== BRIEF 1 ==
Answer these questions from the article on doctoral engineering programs:
(a) Who is dean of Dartmouth's Thayer School of Engineering?
(b) For which industry has the Keck Graduate Institute pioneered the preparation of engineers and scientists?
(c) Where is the internship in Thayer School's Ph.D. Innovation Program preferably done?
== BRIEF 2 ==
From the article on doctoral engineering programs, return word for word the part that opens with the words containing "But now, a number" and closes with "California, Davis. ...".

Jan 18, 2013 | by Beryl Lieff Benderly | ASEE Prism
Student entrepreneurship and a dearth of academic jobs prompt schools to re-engineer doctoral programs for the business world.
When university engineering departments advertise vacancies these days, they can expect “100 to many hundred applications for every tenure-track faculty opening. That’s true in engineering nationally,” says Joseph Helble, dean of Dartmouth’s Thayer School of Engineering. Where a doctorate once served as a passport to a comfortable faculty career, the majority of today’s new Ph.D. engineers face a tough choice: They can seek temporary and comparatively low-paid postdoctoral fellowships, or look to industry, which has tended to view research-trained doctoral graduates as destined for academe and therefore an unlikely fit. “There’s always been this hesitation in business — ‘Do we really want to take a Ph.D. right off the bat, [when] we have to train them for three or four years?’ ” says Steven Casper, dean of faculty development at the Keck Graduate Institute in Claremont, Calif.
But now, a number of institutions have begun to prepare Ph.D. engineers to grasp opportunities and thrive in the industrial, commercial, and business worlds, either as employees of large or small enterprises or as entrepreneurs seeking to turn their own research into marketable products. They include both Dartmouth and Keck, a specialized graduate school that has pioneered preparation of engineers and scientists for the biomedical industry, along with Purdue, Georgia Tech, and the University of California, Davis. ...
... Such specific preparation for nonacademic careers does not typically appear in American Ph.D. programs. An exception is Thayer School’s Ph.D. Innovation Program, the first of its kind in the nation, according to Helble. Its curriculum shares a common core with Thayer’s Ph.D. program: applied math and engineering coursework, a multiyear research project, professional skill-building, an oral qualifying examination, and a Ph.D. thesis defense. But it also includes courses from Dartmouth’s Tuck School of Business in “corporate finance,… law, technology, and entrepreneurship, an elective such as accounting, and Thayer School’s unique Introduction to Innovation course,” Helble explains. An internship, “preferably in a start-up, which could be the student’s own venture,” completes the requirements.

== Point localization data ==
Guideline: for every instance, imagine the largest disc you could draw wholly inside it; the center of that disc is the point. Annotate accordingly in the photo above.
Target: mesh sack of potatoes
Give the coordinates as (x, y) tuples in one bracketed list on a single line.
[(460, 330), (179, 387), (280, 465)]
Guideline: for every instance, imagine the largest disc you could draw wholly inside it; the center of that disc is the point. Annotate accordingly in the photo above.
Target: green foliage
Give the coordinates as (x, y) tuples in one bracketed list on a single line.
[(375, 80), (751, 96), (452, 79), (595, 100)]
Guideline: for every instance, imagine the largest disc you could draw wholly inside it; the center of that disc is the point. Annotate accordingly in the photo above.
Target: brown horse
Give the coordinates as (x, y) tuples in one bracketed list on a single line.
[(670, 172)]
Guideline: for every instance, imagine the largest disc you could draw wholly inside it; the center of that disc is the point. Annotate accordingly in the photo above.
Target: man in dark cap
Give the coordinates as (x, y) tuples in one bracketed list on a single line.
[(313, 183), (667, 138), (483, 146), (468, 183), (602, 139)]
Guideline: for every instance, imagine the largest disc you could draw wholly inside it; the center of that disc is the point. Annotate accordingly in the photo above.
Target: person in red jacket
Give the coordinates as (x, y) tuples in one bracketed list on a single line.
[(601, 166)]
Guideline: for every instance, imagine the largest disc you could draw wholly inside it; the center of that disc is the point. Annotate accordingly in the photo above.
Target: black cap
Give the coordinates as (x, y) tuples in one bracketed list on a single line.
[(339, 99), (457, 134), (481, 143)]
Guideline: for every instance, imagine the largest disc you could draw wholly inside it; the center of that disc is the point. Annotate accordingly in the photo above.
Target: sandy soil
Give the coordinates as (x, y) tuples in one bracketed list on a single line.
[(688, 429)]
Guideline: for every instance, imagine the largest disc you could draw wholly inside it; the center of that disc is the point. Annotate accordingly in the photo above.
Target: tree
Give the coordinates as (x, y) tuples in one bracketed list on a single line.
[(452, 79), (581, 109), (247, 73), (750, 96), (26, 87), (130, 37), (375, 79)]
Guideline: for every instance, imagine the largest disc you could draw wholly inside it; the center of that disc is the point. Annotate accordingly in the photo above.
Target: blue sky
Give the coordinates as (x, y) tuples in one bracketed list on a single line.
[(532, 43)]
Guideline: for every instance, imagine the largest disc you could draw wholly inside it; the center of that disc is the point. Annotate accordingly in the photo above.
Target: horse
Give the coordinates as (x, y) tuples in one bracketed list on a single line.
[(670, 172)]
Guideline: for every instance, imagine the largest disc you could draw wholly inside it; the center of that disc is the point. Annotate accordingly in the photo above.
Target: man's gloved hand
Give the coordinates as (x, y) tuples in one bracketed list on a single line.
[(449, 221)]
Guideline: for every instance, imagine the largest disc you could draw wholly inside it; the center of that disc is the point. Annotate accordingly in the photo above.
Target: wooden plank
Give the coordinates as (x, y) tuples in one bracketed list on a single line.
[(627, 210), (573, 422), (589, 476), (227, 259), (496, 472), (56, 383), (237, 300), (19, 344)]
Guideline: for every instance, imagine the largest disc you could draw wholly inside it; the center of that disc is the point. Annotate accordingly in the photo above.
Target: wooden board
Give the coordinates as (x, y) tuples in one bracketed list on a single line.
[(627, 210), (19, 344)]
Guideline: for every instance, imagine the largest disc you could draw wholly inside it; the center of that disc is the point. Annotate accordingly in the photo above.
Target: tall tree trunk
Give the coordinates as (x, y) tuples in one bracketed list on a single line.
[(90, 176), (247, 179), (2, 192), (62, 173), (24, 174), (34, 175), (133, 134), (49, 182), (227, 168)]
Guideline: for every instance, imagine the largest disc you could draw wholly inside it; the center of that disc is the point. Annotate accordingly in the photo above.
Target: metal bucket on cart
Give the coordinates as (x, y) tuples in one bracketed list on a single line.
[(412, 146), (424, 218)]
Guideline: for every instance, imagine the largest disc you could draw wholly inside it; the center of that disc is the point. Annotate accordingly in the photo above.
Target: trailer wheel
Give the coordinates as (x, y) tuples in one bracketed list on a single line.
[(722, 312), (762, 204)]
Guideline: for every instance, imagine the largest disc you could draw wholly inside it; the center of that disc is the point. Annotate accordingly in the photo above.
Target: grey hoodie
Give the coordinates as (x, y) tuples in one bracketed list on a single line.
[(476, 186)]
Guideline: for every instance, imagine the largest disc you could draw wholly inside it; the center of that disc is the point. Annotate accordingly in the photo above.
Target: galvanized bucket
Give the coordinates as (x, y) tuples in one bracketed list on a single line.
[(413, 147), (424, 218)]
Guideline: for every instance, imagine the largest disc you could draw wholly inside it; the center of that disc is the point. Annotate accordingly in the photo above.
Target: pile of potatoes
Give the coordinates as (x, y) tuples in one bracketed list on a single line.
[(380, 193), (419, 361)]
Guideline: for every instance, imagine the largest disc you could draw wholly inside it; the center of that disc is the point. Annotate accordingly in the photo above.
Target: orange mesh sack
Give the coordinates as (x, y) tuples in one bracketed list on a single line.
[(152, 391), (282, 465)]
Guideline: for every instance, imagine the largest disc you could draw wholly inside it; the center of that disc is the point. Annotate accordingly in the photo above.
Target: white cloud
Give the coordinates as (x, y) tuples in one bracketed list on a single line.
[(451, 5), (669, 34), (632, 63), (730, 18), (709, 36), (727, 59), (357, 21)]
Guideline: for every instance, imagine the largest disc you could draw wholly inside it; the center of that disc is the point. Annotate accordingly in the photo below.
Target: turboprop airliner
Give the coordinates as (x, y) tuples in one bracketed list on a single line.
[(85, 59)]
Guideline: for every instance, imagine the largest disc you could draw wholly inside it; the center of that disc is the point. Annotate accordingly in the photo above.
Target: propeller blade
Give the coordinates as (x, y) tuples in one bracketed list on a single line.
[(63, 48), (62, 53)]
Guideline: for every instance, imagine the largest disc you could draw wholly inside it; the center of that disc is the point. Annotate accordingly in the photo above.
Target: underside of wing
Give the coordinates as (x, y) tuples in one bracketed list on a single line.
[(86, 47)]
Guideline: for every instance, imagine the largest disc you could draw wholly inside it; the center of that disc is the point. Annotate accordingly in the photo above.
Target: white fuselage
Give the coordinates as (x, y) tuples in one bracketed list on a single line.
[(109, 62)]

== ANSWER AREA 1 ==
(a) Joseph Helble
(b) The biomedical industry
(c) In a start-up, which could be the student's own venture

== ANSWER AREA 2 ==
But now, a number of institutions have begun to prepare Ph.D. engineers to grasp opportunities and thrive in the industrial, commercial, and business worlds, either as employees of large or small enterprises or as entrepreneurs seeking to turn their own research into marketable products. They include both Dartmouth and Keck, a specialized graduate school that has pioneered preparation of engineers and scientists for the biomedical industry, along with Purdue, Georgia Tech, and the University of California, Davis. ...